■ **WHAT IS NEEDED**
Repeat the lines starting at the one containing "of the man's" and ending at the one containing "column 170, row 127", with both of those lines included.

■ **DATA TO USE**

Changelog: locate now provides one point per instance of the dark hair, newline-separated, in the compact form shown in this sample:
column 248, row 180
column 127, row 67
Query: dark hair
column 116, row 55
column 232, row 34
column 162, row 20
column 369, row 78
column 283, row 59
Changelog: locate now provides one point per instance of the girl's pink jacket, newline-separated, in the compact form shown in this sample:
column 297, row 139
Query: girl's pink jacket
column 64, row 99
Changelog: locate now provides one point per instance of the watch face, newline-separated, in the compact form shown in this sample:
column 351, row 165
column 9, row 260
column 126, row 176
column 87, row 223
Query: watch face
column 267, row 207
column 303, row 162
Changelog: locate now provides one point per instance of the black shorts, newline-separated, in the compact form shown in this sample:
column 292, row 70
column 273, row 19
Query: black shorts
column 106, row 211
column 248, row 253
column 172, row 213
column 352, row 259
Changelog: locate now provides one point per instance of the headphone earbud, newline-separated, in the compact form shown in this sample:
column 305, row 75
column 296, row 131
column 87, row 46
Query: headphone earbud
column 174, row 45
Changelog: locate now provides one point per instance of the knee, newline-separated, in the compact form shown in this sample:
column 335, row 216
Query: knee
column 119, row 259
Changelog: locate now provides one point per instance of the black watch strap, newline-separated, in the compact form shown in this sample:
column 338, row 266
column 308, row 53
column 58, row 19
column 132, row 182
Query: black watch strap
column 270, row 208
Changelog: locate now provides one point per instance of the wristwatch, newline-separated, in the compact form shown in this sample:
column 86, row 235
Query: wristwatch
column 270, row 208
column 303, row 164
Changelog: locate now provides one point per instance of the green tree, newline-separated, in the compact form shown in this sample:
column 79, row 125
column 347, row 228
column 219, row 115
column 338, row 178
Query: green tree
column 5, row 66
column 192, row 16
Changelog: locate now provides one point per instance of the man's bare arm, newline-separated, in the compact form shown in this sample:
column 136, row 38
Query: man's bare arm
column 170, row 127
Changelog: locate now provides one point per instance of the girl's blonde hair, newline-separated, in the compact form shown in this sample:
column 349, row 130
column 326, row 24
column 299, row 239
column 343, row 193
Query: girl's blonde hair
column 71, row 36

■ **TASK ANSWER**
Changelog: locate now provides one point per instance of the man's bare arm, newline-separated, in the compact form shown in this sample:
column 136, row 38
Query: man's bare arm
column 170, row 127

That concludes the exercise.